- **Task to complete**: Return each of the following lines verbatim, leaving out the pictures.

[Excerpts from segmentation records]
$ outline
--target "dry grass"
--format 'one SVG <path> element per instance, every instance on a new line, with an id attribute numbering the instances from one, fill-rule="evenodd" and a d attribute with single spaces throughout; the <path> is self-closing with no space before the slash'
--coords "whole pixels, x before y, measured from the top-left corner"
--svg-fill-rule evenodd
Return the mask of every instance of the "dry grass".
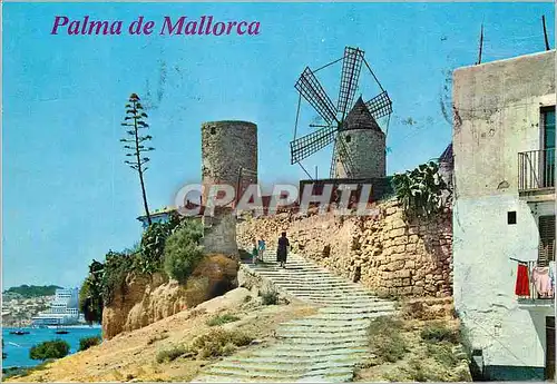
<path id="1" fill-rule="evenodd" d="M 203 365 L 211 363 L 212 358 L 204 360 L 197 356 L 193 358 L 194 356 L 187 354 L 175 356 L 180 352 L 180 346 L 189 348 L 199 335 L 215 329 L 209 327 L 207 322 L 216 314 L 237 314 L 241 319 L 226 324 L 228 331 L 245 332 L 263 343 L 272 343 L 274 329 L 280 323 L 315 313 L 314 308 L 295 304 L 263 306 L 255 305 L 256 301 L 252 301 L 251 305 L 246 306 L 243 298 L 238 298 L 237 304 L 183 311 L 144 328 L 119 334 L 95 348 L 49 363 L 41 371 L 31 372 L 27 376 L 11 377 L 8 381 L 95 383 L 126 381 L 133 376 L 140 382 L 189 382 Z M 238 339 L 236 338 L 236 342 Z M 221 342 L 216 344 L 222 345 Z M 237 346 L 234 346 L 234 349 L 236 348 Z M 167 356 L 163 358 L 162 355 L 163 363 L 157 363 L 157 356 L 163 351 L 166 351 Z M 246 353 L 248 351 L 250 348 Z M 232 353 L 232 345 L 224 345 L 219 352 Z"/>
<path id="2" fill-rule="evenodd" d="M 251 296 L 246 296 L 251 297 Z M 227 323 L 234 323 L 240 319 L 238 316 L 232 315 L 232 314 L 223 314 L 223 315 L 216 315 L 215 317 L 211 318 L 207 321 L 208 326 L 217 326 L 217 325 L 224 325 Z"/>
<path id="3" fill-rule="evenodd" d="M 403 303 L 398 318 L 378 318 L 369 327 L 370 353 L 360 382 L 471 381 L 467 337 L 449 305 Z"/>

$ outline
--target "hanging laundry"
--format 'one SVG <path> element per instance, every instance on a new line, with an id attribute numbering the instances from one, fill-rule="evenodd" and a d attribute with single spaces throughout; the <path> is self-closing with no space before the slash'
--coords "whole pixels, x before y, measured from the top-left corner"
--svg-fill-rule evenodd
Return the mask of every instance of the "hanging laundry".
<path id="1" fill-rule="evenodd" d="M 550 279 L 550 283 L 551 283 L 551 288 L 554 291 L 554 294 L 555 294 L 555 262 L 549 262 L 549 279 Z"/>
<path id="2" fill-rule="evenodd" d="M 515 286 L 515 295 L 530 296 L 530 282 L 528 279 L 528 267 L 524 264 L 518 265 L 517 285 Z"/>
<path id="3" fill-rule="evenodd" d="M 531 280 L 538 293 L 539 298 L 548 298 L 553 296 L 551 279 L 549 278 L 548 267 L 534 267 L 531 272 Z"/>

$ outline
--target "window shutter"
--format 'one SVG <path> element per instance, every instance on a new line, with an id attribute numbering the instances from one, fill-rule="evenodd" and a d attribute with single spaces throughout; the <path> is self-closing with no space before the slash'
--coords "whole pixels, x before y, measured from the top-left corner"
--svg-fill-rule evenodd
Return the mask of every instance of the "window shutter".
<path id="1" fill-rule="evenodd" d="M 539 217 L 538 266 L 547 267 L 555 260 L 555 215 Z"/>

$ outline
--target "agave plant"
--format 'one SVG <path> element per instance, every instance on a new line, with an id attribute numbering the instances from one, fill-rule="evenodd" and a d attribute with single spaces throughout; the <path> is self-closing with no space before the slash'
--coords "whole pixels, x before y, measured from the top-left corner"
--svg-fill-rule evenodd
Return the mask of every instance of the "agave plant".
<path id="1" fill-rule="evenodd" d="M 429 217 L 442 207 L 441 195 L 447 185 L 439 166 L 430 161 L 404 174 L 395 174 L 393 186 L 402 209 L 410 217 Z"/>

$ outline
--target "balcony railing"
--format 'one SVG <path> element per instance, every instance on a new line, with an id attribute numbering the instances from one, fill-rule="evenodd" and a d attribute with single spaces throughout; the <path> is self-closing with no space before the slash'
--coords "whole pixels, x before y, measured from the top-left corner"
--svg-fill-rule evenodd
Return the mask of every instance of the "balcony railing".
<path id="1" fill-rule="evenodd" d="M 555 188 L 555 148 L 518 154 L 518 191 Z"/>
<path id="2" fill-rule="evenodd" d="M 521 264 L 527 264 L 527 270 L 528 270 L 528 295 L 519 295 L 518 303 L 520 305 L 526 305 L 526 306 L 551 306 L 554 305 L 555 301 L 555 284 L 549 279 L 550 289 L 541 289 L 546 291 L 544 293 L 539 293 L 538 287 L 545 286 L 548 288 L 546 284 L 540 284 L 540 282 L 537 280 L 537 277 L 535 277 L 536 274 L 534 274 L 535 268 L 539 268 L 538 262 L 521 262 Z M 549 269 L 549 267 L 547 267 Z"/>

- **The output**:
$ outline
--target "dry grass"
--format 'one SVG <path> element per instance, every instance on a new line, with an id attribute numbering the instances from one, fill-rule="evenodd" and a d attribute with single spaces throughout; the <path> is self-closing with no space before the slash'
--coords "whole pixels, x before y, measured from the top-left corner"
--svg-fill-rule evenodd
Return the mask of every instance of the "dry grass".
<path id="1" fill-rule="evenodd" d="M 203 365 L 211 363 L 212 358 L 204 360 L 197 356 L 193 358 L 194 356 L 187 354 L 175 356 L 180 352 L 180 346 L 189 348 L 199 335 L 215 329 L 209 327 L 207 322 L 216 314 L 237 314 L 241 319 L 226 324 L 228 331 L 245 332 L 263 343 L 272 343 L 274 329 L 280 323 L 315 313 L 314 308 L 295 304 L 263 306 L 255 305 L 256 301 L 252 301 L 251 305 L 246 306 L 243 298 L 238 298 L 237 304 L 183 311 L 144 328 L 119 334 L 95 348 L 49 363 L 41 371 L 31 372 L 27 376 L 11 377 L 8 381 L 95 383 L 126 381 L 133 376 L 140 382 L 189 382 Z M 238 339 L 236 338 L 236 342 Z M 221 342 L 216 344 L 222 345 Z M 237 346 L 234 346 L 234 349 L 236 348 Z M 167 356 L 163 358 L 162 355 L 163 363 L 157 363 L 157 356 L 163 351 L 166 351 Z M 246 353 L 248 351 L 250 348 Z M 232 353 L 232 345 L 224 345 L 219 352 Z"/>
<path id="2" fill-rule="evenodd" d="M 251 296 L 246 296 L 251 297 Z M 227 323 L 234 323 L 240 319 L 238 316 L 232 315 L 232 314 L 223 314 L 223 315 L 216 315 L 215 317 L 211 318 L 207 321 L 208 326 L 217 326 L 217 325 L 224 325 Z"/>
<path id="3" fill-rule="evenodd" d="M 403 303 L 398 318 L 378 318 L 369 327 L 370 353 L 360 382 L 471 381 L 467 337 L 449 305 Z"/>

$ outline
--target "hanging laundry"
--format 'one SVG <path> element per instance, every instance on a new line, with an id attribute numbering the instances from one, fill-rule="evenodd" and a d attribute with single spaces throughout; the <path> is self-closing with no space before the slash'
--coords "whole pixels, x before y, measured from the top-left corner"
--svg-fill-rule evenodd
Return the mask of every instance of the "hanging laundry".
<path id="1" fill-rule="evenodd" d="M 550 279 L 550 283 L 551 283 L 551 288 L 554 291 L 554 294 L 555 294 L 555 262 L 549 262 L 549 279 Z"/>
<path id="2" fill-rule="evenodd" d="M 515 286 L 515 295 L 530 296 L 530 282 L 528 279 L 528 267 L 524 264 L 518 265 L 517 285 Z"/>
<path id="3" fill-rule="evenodd" d="M 531 280 L 538 293 L 539 298 L 548 298 L 553 296 L 551 279 L 549 278 L 548 267 L 534 267 L 531 272 Z"/>

$ outline
--target "window shutter"
--format 'one SVG <path> element per instance, every instance on a new line, with an id attribute numbering the instances from one, fill-rule="evenodd" and a d attribute with single spaces throughout; the <path> is self-closing with no space before the slash'
--coords "whole pixels, x before y, measured from the top-left corner"
--svg-fill-rule evenodd
Return the mask of every instance of the "window shutter".
<path id="1" fill-rule="evenodd" d="M 539 217 L 538 266 L 547 267 L 555 260 L 555 215 Z"/>

$ outline
--target "agave plant"
--format 'one SVG <path> element per instance, every instance on a new line, with an id attribute numbering the instances from one, fill-rule="evenodd" and a d attribute with single spaces throughout; the <path> is self-closing with no space before the slash'
--coords "whole pixels, x before y, measured from the top-left corner"
--svg-fill-rule evenodd
Return the mask of every instance of the "agave plant".
<path id="1" fill-rule="evenodd" d="M 429 217 L 442 207 L 441 195 L 447 185 L 439 166 L 430 161 L 404 174 L 395 174 L 393 186 L 402 209 L 410 217 Z"/>

$ outline
--target "balcony railing"
--format 'one SVG <path> element per instance, every instance on a new line, with an id attribute numbering the instances from one, fill-rule="evenodd" and a d attribute with single spaces throughout; the <path> is self-closing with no space before the slash'
--coords "whole pixels, x before y, measured from the top-left corner"
--svg-fill-rule evenodd
Return the mask of every instance of the "balcony railing".
<path id="1" fill-rule="evenodd" d="M 555 188 L 555 148 L 518 154 L 518 191 Z"/>
<path id="2" fill-rule="evenodd" d="M 521 264 L 527 264 L 527 270 L 528 270 L 528 295 L 519 295 L 518 303 L 520 305 L 526 305 L 526 306 L 551 306 L 554 305 L 555 301 L 555 284 L 549 279 L 550 289 L 541 289 L 546 291 L 544 293 L 539 293 L 538 287 L 545 286 L 548 288 L 546 284 L 540 284 L 540 282 L 537 280 L 537 277 L 535 277 L 536 274 L 534 274 L 535 268 L 539 268 L 538 262 L 521 262 Z M 549 269 L 549 267 L 547 267 Z"/>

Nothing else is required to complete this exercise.